Return the records that follow, matching each one exactly.

### [TASK INPUTS]
........

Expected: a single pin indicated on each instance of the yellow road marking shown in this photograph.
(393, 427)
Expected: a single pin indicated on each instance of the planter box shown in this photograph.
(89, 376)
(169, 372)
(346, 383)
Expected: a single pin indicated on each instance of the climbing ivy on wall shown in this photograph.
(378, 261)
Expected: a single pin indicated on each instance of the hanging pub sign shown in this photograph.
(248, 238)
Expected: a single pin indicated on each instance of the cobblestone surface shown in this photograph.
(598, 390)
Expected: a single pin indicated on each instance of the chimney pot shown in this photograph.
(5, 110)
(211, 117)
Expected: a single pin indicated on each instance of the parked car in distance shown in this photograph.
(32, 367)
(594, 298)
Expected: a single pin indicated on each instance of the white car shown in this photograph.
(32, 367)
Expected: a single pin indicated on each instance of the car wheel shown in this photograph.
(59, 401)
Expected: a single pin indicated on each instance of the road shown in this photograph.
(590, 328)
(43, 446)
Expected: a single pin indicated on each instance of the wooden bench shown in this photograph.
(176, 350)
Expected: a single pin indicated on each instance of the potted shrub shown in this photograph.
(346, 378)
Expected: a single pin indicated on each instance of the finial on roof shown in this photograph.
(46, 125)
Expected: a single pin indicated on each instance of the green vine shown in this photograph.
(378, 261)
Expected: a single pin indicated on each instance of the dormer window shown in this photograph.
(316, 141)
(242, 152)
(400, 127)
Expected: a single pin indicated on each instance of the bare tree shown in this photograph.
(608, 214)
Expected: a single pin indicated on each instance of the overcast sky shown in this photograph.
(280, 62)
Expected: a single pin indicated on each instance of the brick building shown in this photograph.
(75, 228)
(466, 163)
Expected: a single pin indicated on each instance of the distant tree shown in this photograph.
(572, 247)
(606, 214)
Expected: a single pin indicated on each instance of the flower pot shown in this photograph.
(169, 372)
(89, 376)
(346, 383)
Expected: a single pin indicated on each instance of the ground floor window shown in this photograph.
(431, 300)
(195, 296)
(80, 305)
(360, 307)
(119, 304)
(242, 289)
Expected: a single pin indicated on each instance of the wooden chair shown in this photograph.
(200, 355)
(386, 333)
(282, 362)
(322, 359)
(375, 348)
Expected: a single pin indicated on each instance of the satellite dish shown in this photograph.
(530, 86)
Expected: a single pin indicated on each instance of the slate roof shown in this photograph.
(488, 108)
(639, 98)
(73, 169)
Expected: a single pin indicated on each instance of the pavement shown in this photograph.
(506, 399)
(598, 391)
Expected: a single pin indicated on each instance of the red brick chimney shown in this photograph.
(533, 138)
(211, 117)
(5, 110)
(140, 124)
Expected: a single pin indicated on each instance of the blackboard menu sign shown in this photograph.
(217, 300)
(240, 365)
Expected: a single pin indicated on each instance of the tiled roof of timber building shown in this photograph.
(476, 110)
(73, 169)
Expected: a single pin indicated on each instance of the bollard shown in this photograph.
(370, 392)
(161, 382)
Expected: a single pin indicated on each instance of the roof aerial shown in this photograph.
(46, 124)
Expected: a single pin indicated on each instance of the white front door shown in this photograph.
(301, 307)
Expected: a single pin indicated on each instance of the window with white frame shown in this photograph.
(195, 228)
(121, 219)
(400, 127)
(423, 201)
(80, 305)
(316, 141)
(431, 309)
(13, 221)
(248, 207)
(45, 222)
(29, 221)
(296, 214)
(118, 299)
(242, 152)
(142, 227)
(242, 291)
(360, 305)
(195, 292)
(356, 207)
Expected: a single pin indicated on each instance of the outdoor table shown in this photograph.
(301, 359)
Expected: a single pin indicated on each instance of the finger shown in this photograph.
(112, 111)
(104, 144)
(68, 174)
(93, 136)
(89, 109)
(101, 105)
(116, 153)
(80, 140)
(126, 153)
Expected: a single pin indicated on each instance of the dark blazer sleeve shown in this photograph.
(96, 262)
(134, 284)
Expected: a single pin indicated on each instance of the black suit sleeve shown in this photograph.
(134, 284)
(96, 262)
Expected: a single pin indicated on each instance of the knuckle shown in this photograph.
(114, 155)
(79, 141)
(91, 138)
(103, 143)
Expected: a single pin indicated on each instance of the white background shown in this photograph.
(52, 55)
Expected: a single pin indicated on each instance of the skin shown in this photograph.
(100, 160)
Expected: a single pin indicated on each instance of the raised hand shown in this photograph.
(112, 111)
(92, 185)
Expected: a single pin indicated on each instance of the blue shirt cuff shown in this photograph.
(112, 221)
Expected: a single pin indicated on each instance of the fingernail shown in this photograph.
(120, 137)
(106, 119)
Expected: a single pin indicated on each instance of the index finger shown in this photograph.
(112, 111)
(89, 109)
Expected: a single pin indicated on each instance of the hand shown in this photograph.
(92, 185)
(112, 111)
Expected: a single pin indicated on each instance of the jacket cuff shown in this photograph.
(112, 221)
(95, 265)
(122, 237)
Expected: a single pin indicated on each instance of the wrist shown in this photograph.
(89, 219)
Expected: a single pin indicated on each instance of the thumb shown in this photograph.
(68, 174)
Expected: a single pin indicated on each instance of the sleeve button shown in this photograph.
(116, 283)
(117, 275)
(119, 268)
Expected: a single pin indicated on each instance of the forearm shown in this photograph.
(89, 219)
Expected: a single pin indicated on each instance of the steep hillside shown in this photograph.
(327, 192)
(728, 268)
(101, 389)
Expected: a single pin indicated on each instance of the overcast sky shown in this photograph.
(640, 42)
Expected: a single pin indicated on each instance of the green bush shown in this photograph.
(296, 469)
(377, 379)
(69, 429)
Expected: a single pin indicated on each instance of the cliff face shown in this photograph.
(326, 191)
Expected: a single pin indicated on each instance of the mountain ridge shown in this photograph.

........

### [EXERCISE RESULT]
Expected: a single pin indicated on each instance of the yellow road marking shown in this photograph.
(393, 427)
Expected: a single pin indicated on each instance of the planter box shown in this photograph.
(89, 376)
(169, 372)
(346, 383)
Expected: a single pin indicated on each instance of the climbing ivy on wall shown in this photograph.
(378, 261)
Expected: a single pin indicated on each instance of the hanging pub sign shown in this photograph.
(248, 238)
Expected: a single pin indicated on each instance of the cobblestone surface shown in this photograph.
(598, 390)
Expected: a single pin indicated on each instance of the chimney pot shown in this photograph.
(5, 110)
(211, 117)
Expected: a single pin indicated on each instance of the parked car in distance shown in this photograph.
(32, 367)
(594, 298)
Expected: a single pin indicated on each instance of the white car shown in this photograph.
(32, 367)
Expected: a single pin indicated on each instance of the car wheel shown in this photograph.
(59, 401)
Expected: a single pin indicated on each instance of the road shown in this photograph.
(590, 328)
(43, 446)
Expected: a single pin indicated on each instance of the wooden bench shown in this photograph.
(176, 350)
Expected: a single pin indicated on each instance of the potted shrub shown in this photograph.
(346, 378)
Expected: a single pin indicated on each instance of the finial on roof shown in this photograph.
(46, 125)
Expected: a single pin indicated on each instance of the green vine shown in this photograph.
(378, 261)
Expected: a single pin indicated on each instance of the dormer window shown in this photograph.
(316, 141)
(242, 152)
(400, 127)
Expected: a single pin indicated on each instance of the bare tree shown in this photograph.
(608, 214)
Expected: a single pin indicated on each instance of the overcast sky shown in this photograph.
(280, 62)
Expected: a single pin indicated on each instance of the brick building shown in this photograph.
(75, 228)
(466, 163)
Expected: a single pin indicated on each instance of the distant tree shown in this photograph.
(572, 247)
(606, 214)
Expected: a single pin indicated on each instance of the flower pot shown in this photograph.
(169, 372)
(89, 376)
(346, 383)
Expected: a single pin indicated on each instance of the ground floor window shown in this photograph.
(431, 300)
(195, 296)
(80, 305)
(360, 307)
(119, 304)
(242, 289)
Expected: a single pin indicated on each instance of the wooden chair shown in this photograph.
(200, 355)
(386, 333)
(282, 362)
(322, 359)
(375, 348)
Expected: a single pin indicated on each instance of the satellite dish shown in this photograph.
(530, 86)
Expected: a single pin indicated on each instance of the slate roof shown in this photograph.
(488, 108)
(639, 98)
(73, 169)
Expected: a single pin indicated on each instance of the pavement shown in this photograph.
(506, 399)
(598, 391)
Expected: a single pin indicated on each instance of the red brick chimney shown in this photograph.
(533, 138)
(211, 117)
(5, 110)
(140, 124)
Expected: a single pin indicated on each instance of the blackboard menu sign shown in this photograph.
(217, 300)
(240, 365)
Expected: a single pin indicated on each instance of the tiled roof of timber building shown in this photograph.
(476, 110)
(73, 169)
Expected: a single pin indicated on each instance of the bollard shown in this photograph.
(370, 392)
(161, 382)
Expected: a single pin indicated on each instance of the roof aerial shown in this photograph.
(46, 124)
Expected: a single pin indicated on each instance of the white front door shown in this photograph.
(301, 307)
Expected: a single pin indicated on each instance of the window with white frame shown in this photograph.
(195, 228)
(121, 219)
(400, 127)
(423, 201)
(80, 305)
(316, 141)
(431, 309)
(13, 221)
(248, 207)
(45, 222)
(29, 221)
(296, 214)
(118, 299)
(242, 152)
(142, 227)
(242, 291)
(360, 305)
(195, 292)
(356, 207)
Expected: a single pin indicated on each instance of the outdoor table shown in this photograph.
(301, 359)
Expected: a single pin indicated on each instance of the finger shown in this photograph.
(112, 111)
(104, 144)
(68, 174)
(93, 136)
(89, 109)
(101, 105)
(116, 153)
(80, 140)
(126, 153)
Expected: a single pin indicated on each instance of the dark blazer sleeve shown in this photograph.
(96, 262)
(134, 284)
Expected: a single pin indicated on each instance of the black suit sleeve shown in this photograph.
(134, 284)
(96, 262)
Expected: a single pin indicated on each instance of the knuckle shown in this photograph.
(114, 155)
(79, 141)
(91, 138)
(103, 143)
Expected: a single pin indicated on each instance of the white background shown in this photograph.
(52, 55)
Expected: a single pin indicated on each instance of the skin shown in this photograph.
(100, 160)
Expected: a single pin indicated on each instance of the raised hand shown in this photograph.
(112, 111)
(92, 185)
Expected: a single pin indicated on each instance of the blue shirt cuff shown in this photograph.
(112, 221)
Expected: a single pin indicated on each instance of the fingernail shown in this photograph.
(120, 137)
(106, 119)
Expected: a single pin indicated on each instance of the index finger shown in this photograph.
(112, 111)
(89, 109)
Expected: a single pin indicated on each instance of the hand shown in this photograph.
(92, 185)
(112, 111)
Expected: a single pin indicated on each instance of the jacket cuff shown in this photograph.
(112, 221)
(95, 265)
(122, 237)
Expected: a single pin indicated on each instance of the wrist shown in this photograph.
(89, 219)
Expected: a single pin indicated on each instance of the thumb shown in this photograph.
(68, 174)
Expected: a single pin indicated on each instance of the sleeve button shown in this photograph.
(116, 283)
(117, 275)
(119, 268)
Expected: a single pin indicated on each instance of the forearm shown in this photograph.
(89, 219)
Expected: a single pin indicated on each instance of the steep hillside shown in this photograph.
(327, 192)
(728, 268)
(101, 389)
Expected: a single pin indicated on each instance of the overcast sky shown in this photograph.
(640, 42)
Expected: a single pin indicated on each instance of the green bush shown in this photograph.
(296, 469)
(377, 379)
(69, 429)
Expected: a single pin indicated on each instance of the cliff face shown in this photograph.
(326, 191)
Expected: a single pin indicated on each instance of the mountain ridge shown in this photograph.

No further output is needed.